▸ **PROBLEM TO SOLVE**: Read the lines below, and copy any that contain the string "roof".

■ ■ ■ ■

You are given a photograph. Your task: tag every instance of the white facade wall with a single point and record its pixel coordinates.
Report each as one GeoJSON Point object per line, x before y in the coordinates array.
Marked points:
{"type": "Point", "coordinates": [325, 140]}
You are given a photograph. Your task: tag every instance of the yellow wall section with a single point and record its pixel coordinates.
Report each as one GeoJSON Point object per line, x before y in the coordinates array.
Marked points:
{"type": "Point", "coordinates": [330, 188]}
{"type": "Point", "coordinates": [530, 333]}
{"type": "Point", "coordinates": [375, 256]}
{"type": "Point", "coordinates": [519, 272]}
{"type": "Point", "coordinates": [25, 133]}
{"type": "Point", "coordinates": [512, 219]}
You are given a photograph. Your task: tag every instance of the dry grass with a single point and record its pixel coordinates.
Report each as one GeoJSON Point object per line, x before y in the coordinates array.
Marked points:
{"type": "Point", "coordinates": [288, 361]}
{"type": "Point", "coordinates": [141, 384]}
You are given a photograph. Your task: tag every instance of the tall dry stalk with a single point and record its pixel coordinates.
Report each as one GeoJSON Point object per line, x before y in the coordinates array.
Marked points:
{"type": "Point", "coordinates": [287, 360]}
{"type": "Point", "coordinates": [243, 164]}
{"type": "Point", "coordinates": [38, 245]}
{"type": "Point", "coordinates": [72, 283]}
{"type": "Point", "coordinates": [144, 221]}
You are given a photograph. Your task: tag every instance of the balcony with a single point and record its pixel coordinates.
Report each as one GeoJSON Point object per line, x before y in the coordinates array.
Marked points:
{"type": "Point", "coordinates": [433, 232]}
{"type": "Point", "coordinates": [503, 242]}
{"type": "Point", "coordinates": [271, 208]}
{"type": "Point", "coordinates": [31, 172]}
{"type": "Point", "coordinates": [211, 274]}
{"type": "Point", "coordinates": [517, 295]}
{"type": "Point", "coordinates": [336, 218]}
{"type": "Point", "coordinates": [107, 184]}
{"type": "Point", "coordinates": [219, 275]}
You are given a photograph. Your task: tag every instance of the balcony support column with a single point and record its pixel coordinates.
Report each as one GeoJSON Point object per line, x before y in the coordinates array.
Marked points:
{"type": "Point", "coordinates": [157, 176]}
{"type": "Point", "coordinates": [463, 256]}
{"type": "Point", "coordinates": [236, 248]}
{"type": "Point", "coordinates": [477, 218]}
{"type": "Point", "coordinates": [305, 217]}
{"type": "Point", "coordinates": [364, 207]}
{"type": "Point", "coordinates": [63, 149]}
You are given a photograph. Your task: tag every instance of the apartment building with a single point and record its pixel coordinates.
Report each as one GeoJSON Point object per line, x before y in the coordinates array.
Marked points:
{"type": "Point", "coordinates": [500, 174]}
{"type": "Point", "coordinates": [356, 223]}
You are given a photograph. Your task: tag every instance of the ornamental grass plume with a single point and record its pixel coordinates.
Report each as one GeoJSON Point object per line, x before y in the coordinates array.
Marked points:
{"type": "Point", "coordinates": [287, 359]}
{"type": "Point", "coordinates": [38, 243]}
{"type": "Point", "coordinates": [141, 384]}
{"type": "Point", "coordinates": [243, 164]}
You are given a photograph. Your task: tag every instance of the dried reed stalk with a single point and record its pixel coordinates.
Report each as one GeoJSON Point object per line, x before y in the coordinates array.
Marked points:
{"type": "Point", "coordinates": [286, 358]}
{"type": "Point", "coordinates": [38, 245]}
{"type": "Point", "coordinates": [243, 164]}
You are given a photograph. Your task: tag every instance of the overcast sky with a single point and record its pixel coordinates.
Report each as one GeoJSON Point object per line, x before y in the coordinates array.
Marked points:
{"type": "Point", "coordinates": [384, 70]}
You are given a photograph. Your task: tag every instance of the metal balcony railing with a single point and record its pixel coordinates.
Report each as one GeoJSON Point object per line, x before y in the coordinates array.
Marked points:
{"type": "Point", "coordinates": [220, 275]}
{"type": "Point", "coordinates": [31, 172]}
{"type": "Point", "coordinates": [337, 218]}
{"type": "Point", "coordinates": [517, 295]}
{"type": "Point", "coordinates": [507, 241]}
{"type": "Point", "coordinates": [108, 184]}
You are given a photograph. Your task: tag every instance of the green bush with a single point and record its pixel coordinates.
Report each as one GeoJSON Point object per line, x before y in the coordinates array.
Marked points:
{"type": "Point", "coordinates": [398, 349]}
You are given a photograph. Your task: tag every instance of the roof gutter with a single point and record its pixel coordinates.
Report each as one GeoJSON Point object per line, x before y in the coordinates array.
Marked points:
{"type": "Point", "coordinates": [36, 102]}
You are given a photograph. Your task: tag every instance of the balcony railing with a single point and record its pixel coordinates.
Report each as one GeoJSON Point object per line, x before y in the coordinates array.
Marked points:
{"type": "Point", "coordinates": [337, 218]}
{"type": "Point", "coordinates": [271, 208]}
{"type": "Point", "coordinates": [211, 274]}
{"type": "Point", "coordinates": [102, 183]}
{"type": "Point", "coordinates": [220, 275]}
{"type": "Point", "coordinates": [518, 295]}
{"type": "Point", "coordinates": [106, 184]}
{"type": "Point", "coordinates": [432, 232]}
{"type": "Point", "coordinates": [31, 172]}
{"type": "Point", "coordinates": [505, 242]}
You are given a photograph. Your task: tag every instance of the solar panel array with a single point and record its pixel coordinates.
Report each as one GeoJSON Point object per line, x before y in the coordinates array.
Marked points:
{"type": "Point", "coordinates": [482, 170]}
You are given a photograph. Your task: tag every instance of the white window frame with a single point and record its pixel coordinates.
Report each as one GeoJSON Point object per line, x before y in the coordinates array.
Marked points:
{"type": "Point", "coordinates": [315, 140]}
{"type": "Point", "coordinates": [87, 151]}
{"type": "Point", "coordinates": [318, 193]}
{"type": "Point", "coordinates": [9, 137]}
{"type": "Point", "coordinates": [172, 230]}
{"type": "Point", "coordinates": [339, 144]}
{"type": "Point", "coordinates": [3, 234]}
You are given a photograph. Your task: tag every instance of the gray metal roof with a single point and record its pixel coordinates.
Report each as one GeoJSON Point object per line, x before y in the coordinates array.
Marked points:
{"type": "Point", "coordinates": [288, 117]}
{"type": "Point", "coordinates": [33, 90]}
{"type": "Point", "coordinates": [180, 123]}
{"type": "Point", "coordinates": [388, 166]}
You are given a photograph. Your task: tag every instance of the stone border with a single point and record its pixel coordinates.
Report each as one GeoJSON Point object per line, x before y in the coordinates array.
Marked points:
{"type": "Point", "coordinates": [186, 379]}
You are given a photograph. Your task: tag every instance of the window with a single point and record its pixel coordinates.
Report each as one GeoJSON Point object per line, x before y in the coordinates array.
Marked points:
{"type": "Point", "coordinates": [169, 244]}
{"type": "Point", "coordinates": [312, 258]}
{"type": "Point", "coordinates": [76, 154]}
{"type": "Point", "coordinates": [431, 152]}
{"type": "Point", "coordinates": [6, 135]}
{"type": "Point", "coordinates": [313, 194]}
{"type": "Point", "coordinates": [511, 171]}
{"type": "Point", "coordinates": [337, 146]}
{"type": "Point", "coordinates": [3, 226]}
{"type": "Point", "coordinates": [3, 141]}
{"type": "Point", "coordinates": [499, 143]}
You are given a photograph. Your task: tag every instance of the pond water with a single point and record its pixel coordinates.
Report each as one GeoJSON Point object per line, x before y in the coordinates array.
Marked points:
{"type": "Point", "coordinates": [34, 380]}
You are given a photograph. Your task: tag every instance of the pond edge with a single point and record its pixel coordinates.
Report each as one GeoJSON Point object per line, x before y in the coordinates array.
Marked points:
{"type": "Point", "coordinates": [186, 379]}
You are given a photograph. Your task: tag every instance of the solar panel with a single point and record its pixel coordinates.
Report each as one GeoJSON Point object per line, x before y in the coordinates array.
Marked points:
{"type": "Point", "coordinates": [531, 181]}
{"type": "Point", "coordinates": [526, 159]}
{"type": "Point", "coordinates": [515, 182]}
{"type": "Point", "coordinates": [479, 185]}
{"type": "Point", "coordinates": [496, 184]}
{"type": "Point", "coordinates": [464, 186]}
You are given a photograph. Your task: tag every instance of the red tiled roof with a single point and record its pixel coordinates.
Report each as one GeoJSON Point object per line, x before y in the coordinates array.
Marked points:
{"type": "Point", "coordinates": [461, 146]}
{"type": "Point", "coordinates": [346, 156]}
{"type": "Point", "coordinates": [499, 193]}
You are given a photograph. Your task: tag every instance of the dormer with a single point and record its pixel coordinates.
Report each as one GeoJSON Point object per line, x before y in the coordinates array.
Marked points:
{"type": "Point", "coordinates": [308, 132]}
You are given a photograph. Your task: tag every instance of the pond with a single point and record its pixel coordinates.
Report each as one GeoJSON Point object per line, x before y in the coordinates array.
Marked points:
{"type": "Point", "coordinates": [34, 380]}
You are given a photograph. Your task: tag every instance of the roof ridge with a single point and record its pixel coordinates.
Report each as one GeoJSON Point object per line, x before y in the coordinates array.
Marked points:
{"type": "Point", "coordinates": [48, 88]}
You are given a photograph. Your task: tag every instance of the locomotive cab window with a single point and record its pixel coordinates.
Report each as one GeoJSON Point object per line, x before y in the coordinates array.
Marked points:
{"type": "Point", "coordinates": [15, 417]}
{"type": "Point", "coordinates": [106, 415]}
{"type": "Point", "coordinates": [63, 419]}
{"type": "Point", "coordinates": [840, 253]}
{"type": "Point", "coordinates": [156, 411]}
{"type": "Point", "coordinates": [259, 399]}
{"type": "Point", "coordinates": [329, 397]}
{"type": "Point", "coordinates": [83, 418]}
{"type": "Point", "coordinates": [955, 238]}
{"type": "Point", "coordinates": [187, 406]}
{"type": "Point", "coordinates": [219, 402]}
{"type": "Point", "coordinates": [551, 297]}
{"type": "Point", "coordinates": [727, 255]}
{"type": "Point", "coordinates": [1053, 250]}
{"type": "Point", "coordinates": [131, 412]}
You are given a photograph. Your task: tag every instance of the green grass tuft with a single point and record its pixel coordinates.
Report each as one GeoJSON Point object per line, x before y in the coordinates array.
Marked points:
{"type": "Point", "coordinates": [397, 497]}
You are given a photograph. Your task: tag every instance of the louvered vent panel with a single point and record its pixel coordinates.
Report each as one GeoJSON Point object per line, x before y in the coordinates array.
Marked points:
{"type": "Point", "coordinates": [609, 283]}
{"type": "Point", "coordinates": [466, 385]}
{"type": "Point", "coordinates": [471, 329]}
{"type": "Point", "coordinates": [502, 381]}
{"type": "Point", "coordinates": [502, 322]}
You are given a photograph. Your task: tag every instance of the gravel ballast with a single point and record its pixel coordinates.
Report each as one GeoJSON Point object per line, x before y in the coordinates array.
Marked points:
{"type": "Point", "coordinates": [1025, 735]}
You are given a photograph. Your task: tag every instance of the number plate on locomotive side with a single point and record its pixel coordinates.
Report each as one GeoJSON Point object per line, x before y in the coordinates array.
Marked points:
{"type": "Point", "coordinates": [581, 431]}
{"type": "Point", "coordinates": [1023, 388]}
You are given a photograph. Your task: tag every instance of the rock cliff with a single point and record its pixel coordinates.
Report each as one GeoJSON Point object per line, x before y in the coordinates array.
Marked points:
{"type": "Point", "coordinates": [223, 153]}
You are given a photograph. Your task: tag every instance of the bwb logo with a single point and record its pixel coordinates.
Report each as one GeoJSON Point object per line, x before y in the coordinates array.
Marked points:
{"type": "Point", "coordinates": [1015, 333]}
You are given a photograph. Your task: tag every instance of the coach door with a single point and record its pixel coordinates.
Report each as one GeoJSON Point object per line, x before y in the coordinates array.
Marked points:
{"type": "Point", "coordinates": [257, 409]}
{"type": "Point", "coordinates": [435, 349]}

■ ■ ■ ■

▸ **WORKED SOLUTION**:
You are given a photograph. Your task: tag every instance of the roof gutter with a single point and record its pixel coordinates.
You are given a photograph. Your task: tag every instance of the gray metal roof with a single point and record its pixel coordinates.
You are given a photograph. Your task: tag every instance of the red tiled roof with a single point and record its pixel coordinates.
You are given a photograph. Your task: tag every instance of the roof ridge with a single point and record its pixel coordinates.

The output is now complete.